→ EXTRACTED TEXT
* * * *

Andhra Pradesh High Court: A Division Bench of Prashant Kumar Mishra, CJ and M Satyanarayan Murthy, J. dismissed the appeal being devoid of merits.
The facts of the case are such that the petitioner (respondent herein) is a company incorporated under the Companies Act, carrying on shipping business known as ―Norvic Shipping Asia Pte. Limited whereas the respondent (appellant herein) is another company carrying on its business in the name and style of ―VR Commodities Private Limited. The petitioner and respondent entered into fixture note, Charterparty and settlement agreement for transportation of coal from ―Muara Bunyuasi to ―Tuticorin and ―New Mangalore, India. But there is a breach of agreement of Charter party allegedly and the petitioner sustained loss due to default of certain terms under the charter party agreement, requiring the petitioner to have arbitral proceedings. To make good for the amount possibly to recover from the respondent, the petitioner sought various interim reliefs under Section 9 of the Arbitration and Conciliation Act. The single Judge ordered ad-interim injunction on in favour of the petitioner against the respondent restraining the respondent, from directly or indirectly through its nominees, agents, associates, affiliates, representatives or employees, in any manner, acquiring, selling, encumbering, alienating, transferring, issuing delivery orders, getting possession or otherwise dealing with the cargo. Aggrieved by this, present appeal was preferred under Section 37 of the Arbitration and Conciliation Act.
Counsel for the appellant Sri Mr Sanjay Suraneni submitted that since Charterparty is inadmissible in evidence and passing of order under Section 9 of the Arbitration and Conciliation Act based on arbitration clause in the substantive agreement, is a serious illegality. The charterparty between the petitioner and respondent is unstamped and when it is presented before the officer, who is authorised to receive the document in evidence, unless it is impounded collecting stamp duty and penalty under Section 35 of the Indian Stamp Act, 1899, the same is inadmissible, thereby the impugned order is illegal.
According to Section 35 Indian Stamp Act there is a clear prohibition against receipt of unstamped and not duly stamped document in evidence by public officer, who is entitled to receive such document in evidence and when it is produced before him, he shall examine the same and impound the same, collect stamp duty payable on the document.
As per Schedule-I and Schedule-I A, stamp duty is to be paid on charter party. Whereas, Schedule – I of the Indian Stamp Act and Schedule –IA (Andhra Pradesh) did not prescribe any stamp duty payable on arbitration agreement. When arbitration agreement though forms part of substantive agreement, it can be separable from the substantive agreement i.e. charter party.
Doctrine of Separability
The doctrine of separability treats an agreement to arbitrate contained within a contract as an independent agreement that is deemed to be separable from the main contract. The doctrine preserves the validity and enforceability of the arbitration clause in a contract, even when the primary contract is found to be invalid and unenforceable, providing autonomy to the arbitration clause. The UNCITRAL Model law on International Commercial Arbitration, 1985, Article 16, integrates the doctrine of separability as an arbitration clause which forms part of a contract shall be treated as an agreement independent of the other terms of the contract.

* * * *

→ INFORMATION SHOWN
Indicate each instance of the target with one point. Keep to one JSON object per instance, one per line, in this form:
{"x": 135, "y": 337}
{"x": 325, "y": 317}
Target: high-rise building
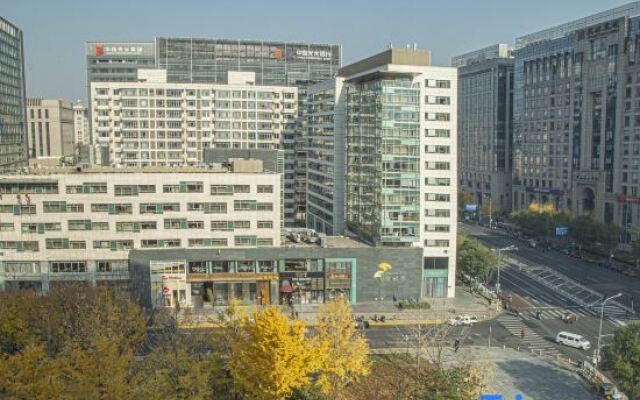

* * * *

→ WHAT THIS TASK INVOLVES
Copy, word for word, the portion of the Andhra Pradesh High Court summary from "Counsel for the" to "order is illegal.".

→ ANSWER IN FULL
Counsel for the appellant Sri Mr Sanjay Suraneni submitted that since Charterparty is inadmissible in evidence and passing of order under Section 9 of the Arbitration and Conciliation Act based on arbitration clause in the substantive agreement, is a serious illegality. The charterparty between the petitioner and respondent is unstamped and when it is presented before the officer, who is authorised to receive the document in evidence, unless it is impounded collecting stamp duty and penalty under Section 35 of the Indian Stamp Act, 1899, the same is inadmissible, thereby the impugned order is illegal.